Tally the lines of the records below that contain the word "walrus", with case counting, and give only the number.

(Items from a labeling collection)
- - - - -
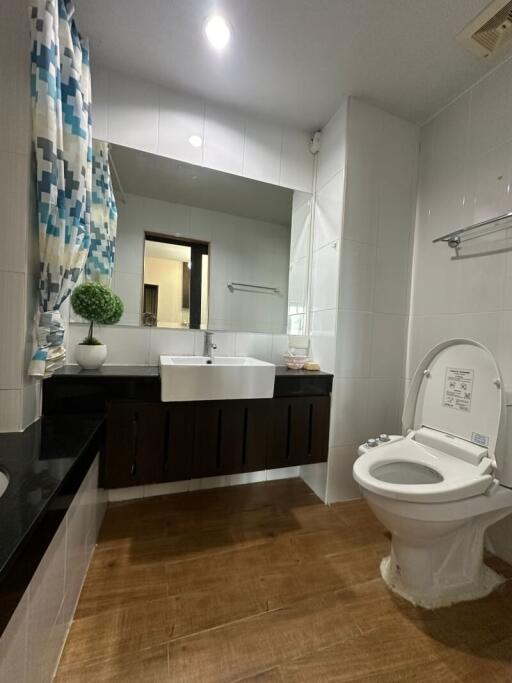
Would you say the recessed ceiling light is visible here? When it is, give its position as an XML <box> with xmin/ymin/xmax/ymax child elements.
<box><xmin>204</xmin><ymin>14</ymin><xmax>231</xmax><ymax>50</ymax></box>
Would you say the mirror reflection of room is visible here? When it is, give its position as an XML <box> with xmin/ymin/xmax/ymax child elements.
<box><xmin>142</xmin><ymin>233</ymin><xmax>209</xmax><ymax>329</ymax></box>
<box><xmin>103</xmin><ymin>144</ymin><xmax>296</xmax><ymax>334</ymax></box>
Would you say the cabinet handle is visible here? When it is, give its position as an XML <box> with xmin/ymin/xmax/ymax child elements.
<box><xmin>163</xmin><ymin>410</ymin><xmax>171</xmax><ymax>472</ymax></box>
<box><xmin>217</xmin><ymin>408</ymin><xmax>222</xmax><ymax>469</ymax></box>
<box><xmin>286</xmin><ymin>404</ymin><xmax>292</xmax><ymax>460</ymax></box>
<box><xmin>308</xmin><ymin>403</ymin><xmax>313</xmax><ymax>458</ymax></box>
<box><xmin>242</xmin><ymin>407</ymin><xmax>249</xmax><ymax>465</ymax></box>
<box><xmin>130</xmin><ymin>413</ymin><xmax>139</xmax><ymax>477</ymax></box>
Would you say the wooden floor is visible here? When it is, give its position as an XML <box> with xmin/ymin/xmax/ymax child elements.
<box><xmin>56</xmin><ymin>479</ymin><xmax>512</xmax><ymax>683</ymax></box>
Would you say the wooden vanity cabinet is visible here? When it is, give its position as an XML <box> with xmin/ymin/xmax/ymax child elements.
<box><xmin>267</xmin><ymin>396</ymin><xmax>331</xmax><ymax>469</ymax></box>
<box><xmin>102</xmin><ymin>396</ymin><xmax>330</xmax><ymax>488</ymax></box>
<box><xmin>193</xmin><ymin>399</ymin><xmax>271</xmax><ymax>477</ymax></box>
<box><xmin>164</xmin><ymin>403</ymin><xmax>196</xmax><ymax>481</ymax></box>
<box><xmin>103</xmin><ymin>401</ymin><xmax>165</xmax><ymax>488</ymax></box>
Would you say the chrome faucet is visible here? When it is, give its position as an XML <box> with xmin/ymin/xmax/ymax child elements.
<box><xmin>203</xmin><ymin>330</ymin><xmax>217</xmax><ymax>363</ymax></box>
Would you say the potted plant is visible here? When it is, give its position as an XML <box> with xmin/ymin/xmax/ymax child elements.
<box><xmin>71</xmin><ymin>282</ymin><xmax>123</xmax><ymax>370</ymax></box>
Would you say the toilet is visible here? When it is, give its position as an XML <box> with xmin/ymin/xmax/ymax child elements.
<box><xmin>353</xmin><ymin>339</ymin><xmax>512</xmax><ymax>609</ymax></box>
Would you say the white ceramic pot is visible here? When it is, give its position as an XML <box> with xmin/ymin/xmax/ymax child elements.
<box><xmin>75</xmin><ymin>344</ymin><xmax>107</xmax><ymax>370</ymax></box>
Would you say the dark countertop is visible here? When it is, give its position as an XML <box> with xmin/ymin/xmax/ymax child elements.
<box><xmin>43</xmin><ymin>365</ymin><xmax>333</xmax><ymax>415</ymax></box>
<box><xmin>54</xmin><ymin>365</ymin><xmax>333</xmax><ymax>379</ymax></box>
<box><xmin>0</xmin><ymin>415</ymin><xmax>104</xmax><ymax>633</ymax></box>
<box><xmin>53</xmin><ymin>365</ymin><xmax>160</xmax><ymax>379</ymax></box>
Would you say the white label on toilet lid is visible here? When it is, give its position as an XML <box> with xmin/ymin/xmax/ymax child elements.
<box><xmin>443</xmin><ymin>368</ymin><xmax>474</xmax><ymax>413</ymax></box>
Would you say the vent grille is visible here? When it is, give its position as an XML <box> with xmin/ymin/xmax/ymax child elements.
<box><xmin>457</xmin><ymin>0</ymin><xmax>512</xmax><ymax>58</ymax></box>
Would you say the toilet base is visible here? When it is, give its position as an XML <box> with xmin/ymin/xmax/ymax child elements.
<box><xmin>380</xmin><ymin>555</ymin><xmax>506</xmax><ymax>609</ymax></box>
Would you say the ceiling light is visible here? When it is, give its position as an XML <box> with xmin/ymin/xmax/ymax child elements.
<box><xmin>204</xmin><ymin>14</ymin><xmax>231</xmax><ymax>50</ymax></box>
<box><xmin>188</xmin><ymin>135</ymin><xmax>203</xmax><ymax>147</ymax></box>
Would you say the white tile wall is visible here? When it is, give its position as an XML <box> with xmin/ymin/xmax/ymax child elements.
<box><xmin>94</xmin><ymin>67</ymin><xmax>313</xmax><ymax>192</ymax></box>
<box><xmin>324</xmin><ymin>98</ymin><xmax>418</xmax><ymax>502</ymax></box>
<box><xmin>0</xmin><ymin>456</ymin><xmax>105</xmax><ymax>683</ymax></box>
<box><xmin>279</xmin><ymin>128</ymin><xmax>313</xmax><ymax>192</ymax></box>
<box><xmin>106</xmin><ymin>467</ymin><xmax>301</xmax><ymax>503</ymax></box>
<box><xmin>407</xmin><ymin>60</ymin><xmax>512</xmax><ymax>558</ymax></box>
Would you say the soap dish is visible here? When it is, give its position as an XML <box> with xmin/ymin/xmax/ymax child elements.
<box><xmin>283</xmin><ymin>353</ymin><xmax>308</xmax><ymax>370</ymax></box>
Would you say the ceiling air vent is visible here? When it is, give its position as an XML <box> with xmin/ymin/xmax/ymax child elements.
<box><xmin>457</xmin><ymin>0</ymin><xmax>512</xmax><ymax>58</ymax></box>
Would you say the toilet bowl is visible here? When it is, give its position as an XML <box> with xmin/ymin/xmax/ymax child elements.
<box><xmin>353</xmin><ymin>339</ymin><xmax>512</xmax><ymax>609</ymax></box>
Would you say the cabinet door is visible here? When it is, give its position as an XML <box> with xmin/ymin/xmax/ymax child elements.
<box><xmin>267</xmin><ymin>398</ymin><xmax>308</xmax><ymax>468</ymax></box>
<box><xmin>267</xmin><ymin>396</ymin><xmax>330</xmax><ymax>468</ymax></box>
<box><xmin>103</xmin><ymin>401</ymin><xmax>165</xmax><ymax>488</ymax></box>
<box><xmin>304</xmin><ymin>396</ymin><xmax>331</xmax><ymax>464</ymax></box>
<box><xmin>192</xmin><ymin>401</ymin><xmax>244</xmax><ymax>477</ymax></box>
<box><xmin>163</xmin><ymin>403</ymin><xmax>195</xmax><ymax>481</ymax></box>
<box><xmin>235</xmin><ymin>399</ymin><xmax>273</xmax><ymax>472</ymax></box>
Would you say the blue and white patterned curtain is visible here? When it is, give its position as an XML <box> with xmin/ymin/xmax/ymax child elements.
<box><xmin>29</xmin><ymin>0</ymin><xmax>92</xmax><ymax>377</ymax></box>
<box><xmin>85</xmin><ymin>140</ymin><xmax>117</xmax><ymax>287</ymax></box>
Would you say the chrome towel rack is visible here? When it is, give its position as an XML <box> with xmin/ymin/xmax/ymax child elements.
<box><xmin>432</xmin><ymin>211</ymin><xmax>512</xmax><ymax>249</ymax></box>
<box><xmin>228</xmin><ymin>282</ymin><xmax>279</xmax><ymax>294</ymax></box>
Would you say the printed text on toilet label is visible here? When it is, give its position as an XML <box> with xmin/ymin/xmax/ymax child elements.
<box><xmin>443</xmin><ymin>368</ymin><xmax>474</xmax><ymax>413</ymax></box>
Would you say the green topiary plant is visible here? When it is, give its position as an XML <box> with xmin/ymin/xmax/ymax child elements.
<box><xmin>71</xmin><ymin>282</ymin><xmax>124</xmax><ymax>346</ymax></box>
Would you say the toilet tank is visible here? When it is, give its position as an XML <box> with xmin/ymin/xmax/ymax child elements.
<box><xmin>496</xmin><ymin>391</ymin><xmax>512</xmax><ymax>488</ymax></box>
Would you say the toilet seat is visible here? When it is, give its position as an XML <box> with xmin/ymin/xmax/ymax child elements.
<box><xmin>353</xmin><ymin>432</ymin><xmax>495</xmax><ymax>503</ymax></box>
<box><xmin>353</xmin><ymin>339</ymin><xmax>512</xmax><ymax>609</ymax></box>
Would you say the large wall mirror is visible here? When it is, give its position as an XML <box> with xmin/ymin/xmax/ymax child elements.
<box><xmin>71</xmin><ymin>144</ymin><xmax>311</xmax><ymax>334</ymax></box>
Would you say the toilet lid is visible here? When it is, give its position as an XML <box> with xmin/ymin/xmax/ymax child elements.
<box><xmin>402</xmin><ymin>339</ymin><xmax>505</xmax><ymax>456</ymax></box>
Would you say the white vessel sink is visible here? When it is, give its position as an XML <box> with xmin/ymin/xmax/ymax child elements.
<box><xmin>0</xmin><ymin>470</ymin><xmax>9</xmax><ymax>498</ymax></box>
<box><xmin>160</xmin><ymin>356</ymin><xmax>275</xmax><ymax>401</ymax></box>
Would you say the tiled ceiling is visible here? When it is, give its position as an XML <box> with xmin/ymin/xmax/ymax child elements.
<box><xmin>76</xmin><ymin>0</ymin><xmax>508</xmax><ymax>130</ymax></box>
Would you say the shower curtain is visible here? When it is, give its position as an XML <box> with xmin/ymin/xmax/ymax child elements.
<box><xmin>85</xmin><ymin>140</ymin><xmax>117</xmax><ymax>286</ymax></box>
<box><xmin>29</xmin><ymin>0</ymin><xmax>92</xmax><ymax>377</ymax></box>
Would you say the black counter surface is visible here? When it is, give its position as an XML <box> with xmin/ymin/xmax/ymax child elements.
<box><xmin>43</xmin><ymin>365</ymin><xmax>333</xmax><ymax>415</ymax></box>
<box><xmin>53</xmin><ymin>365</ymin><xmax>332</xmax><ymax>379</ymax></box>
<box><xmin>0</xmin><ymin>415</ymin><xmax>104</xmax><ymax>634</ymax></box>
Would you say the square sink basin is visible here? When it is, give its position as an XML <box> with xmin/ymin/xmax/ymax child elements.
<box><xmin>160</xmin><ymin>356</ymin><xmax>276</xmax><ymax>401</ymax></box>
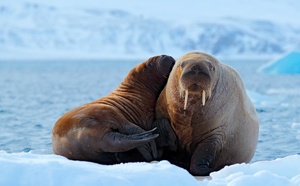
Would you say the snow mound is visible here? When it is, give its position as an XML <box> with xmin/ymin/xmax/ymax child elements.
<box><xmin>0</xmin><ymin>151</ymin><xmax>300</xmax><ymax>186</ymax></box>
<box><xmin>258</xmin><ymin>52</ymin><xmax>300</xmax><ymax>75</ymax></box>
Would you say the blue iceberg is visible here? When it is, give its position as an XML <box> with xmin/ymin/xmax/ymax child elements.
<box><xmin>258</xmin><ymin>52</ymin><xmax>300</xmax><ymax>75</ymax></box>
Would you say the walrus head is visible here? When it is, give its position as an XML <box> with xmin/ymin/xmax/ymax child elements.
<box><xmin>128</xmin><ymin>55</ymin><xmax>175</xmax><ymax>93</ymax></box>
<box><xmin>176</xmin><ymin>52</ymin><xmax>216</xmax><ymax>110</ymax></box>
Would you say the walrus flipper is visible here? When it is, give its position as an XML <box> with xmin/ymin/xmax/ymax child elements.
<box><xmin>152</xmin><ymin>118</ymin><xmax>177</xmax><ymax>151</ymax></box>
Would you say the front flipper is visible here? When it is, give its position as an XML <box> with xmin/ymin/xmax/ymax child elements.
<box><xmin>103</xmin><ymin>129</ymin><xmax>158</xmax><ymax>152</ymax></box>
<box><xmin>101</xmin><ymin>123</ymin><xmax>158</xmax><ymax>161</ymax></box>
<box><xmin>152</xmin><ymin>118</ymin><xmax>177</xmax><ymax>151</ymax></box>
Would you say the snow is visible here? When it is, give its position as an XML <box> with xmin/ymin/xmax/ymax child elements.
<box><xmin>258</xmin><ymin>52</ymin><xmax>300</xmax><ymax>75</ymax></box>
<box><xmin>0</xmin><ymin>151</ymin><xmax>300</xmax><ymax>186</ymax></box>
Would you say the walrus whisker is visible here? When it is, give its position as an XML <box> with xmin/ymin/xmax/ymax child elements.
<box><xmin>202</xmin><ymin>90</ymin><xmax>205</xmax><ymax>106</ymax></box>
<box><xmin>183</xmin><ymin>89</ymin><xmax>189</xmax><ymax>110</ymax></box>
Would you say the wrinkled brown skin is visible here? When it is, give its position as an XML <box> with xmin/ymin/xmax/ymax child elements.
<box><xmin>156</xmin><ymin>51</ymin><xmax>259</xmax><ymax>176</ymax></box>
<box><xmin>52</xmin><ymin>55</ymin><xmax>176</xmax><ymax>164</ymax></box>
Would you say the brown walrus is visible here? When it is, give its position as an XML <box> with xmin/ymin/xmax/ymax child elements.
<box><xmin>156</xmin><ymin>51</ymin><xmax>259</xmax><ymax>175</ymax></box>
<box><xmin>52</xmin><ymin>55</ymin><xmax>175</xmax><ymax>164</ymax></box>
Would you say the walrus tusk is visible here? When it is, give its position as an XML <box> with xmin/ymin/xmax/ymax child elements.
<box><xmin>183</xmin><ymin>89</ymin><xmax>189</xmax><ymax>110</ymax></box>
<box><xmin>202</xmin><ymin>90</ymin><xmax>205</xmax><ymax>106</ymax></box>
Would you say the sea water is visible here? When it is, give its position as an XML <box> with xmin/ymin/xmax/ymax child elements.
<box><xmin>0</xmin><ymin>60</ymin><xmax>300</xmax><ymax>162</ymax></box>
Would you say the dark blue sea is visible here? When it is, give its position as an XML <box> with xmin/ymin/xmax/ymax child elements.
<box><xmin>0</xmin><ymin>60</ymin><xmax>300</xmax><ymax>162</ymax></box>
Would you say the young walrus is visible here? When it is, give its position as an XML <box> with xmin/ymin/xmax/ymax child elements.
<box><xmin>156</xmin><ymin>51</ymin><xmax>259</xmax><ymax>175</ymax></box>
<box><xmin>52</xmin><ymin>55</ymin><xmax>175</xmax><ymax>164</ymax></box>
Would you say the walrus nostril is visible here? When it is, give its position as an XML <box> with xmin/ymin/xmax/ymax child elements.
<box><xmin>191</xmin><ymin>65</ymin><xmax>204</xmax><ymax>72</ymax></box>
<box><xmin>160</xmin><ymin>55</ymin><xmax>175</xmax><ymax>65</ymax></box>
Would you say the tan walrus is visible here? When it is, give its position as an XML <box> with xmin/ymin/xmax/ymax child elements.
<box><xmin>52</xmin><ymin>55</ymin><xmax>175</xmax><ymax>164</ymax></box>
<box><xmin>156</xmin><ymin>51</ymin><xmax>259</xmax><ymax>175</ymax></box>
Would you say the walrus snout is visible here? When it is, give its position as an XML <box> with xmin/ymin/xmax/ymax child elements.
<box><xmin>158</xmin><ymin>55</ymin><xmax>175</xmax><ymax>78</ymax></box>
<box><xmin>181</xmin><ymin>63</ymin><xmax>212</xmax><ymax>92</ymax></box>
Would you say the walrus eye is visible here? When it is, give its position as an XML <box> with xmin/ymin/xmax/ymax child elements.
<box><xmin>180</xmin><ymin>62</ymin><xmax>186</xmax><ymax>68</ymax></box>
<box><xmin>209</xmin><ymin>63</ymin><xmax>214</xmax><ymax>71</ymax></box>
<box><xmin>146</xmin><ymin>61</ymin><xmax>153</xmax><ymax>68</ymax></box>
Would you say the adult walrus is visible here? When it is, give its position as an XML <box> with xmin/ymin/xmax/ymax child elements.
<box><xmin>52</xmin><ymin>55</ymin><xmax>175</xmax><ymax>164</ymax></box>
<box><xmin>156</xmin><ymin>51</ymin><xmax>259</xmax><ymax>175</ymax></box>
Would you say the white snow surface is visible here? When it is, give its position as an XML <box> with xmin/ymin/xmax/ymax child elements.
<box><xmin>0</xmin><ymin>151</ymin><xmax>300</xmax><ymax>186</ymax></box>
<box><xmin>0</xmin><ymin>0</ymin><xmax>300</xmax><ymax>59</ymax></box>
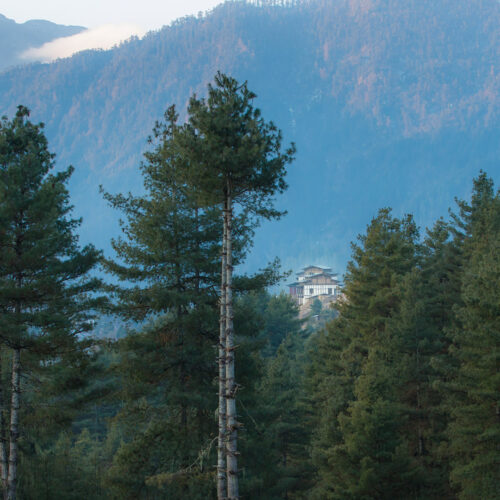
- - - - -
— Solution —
11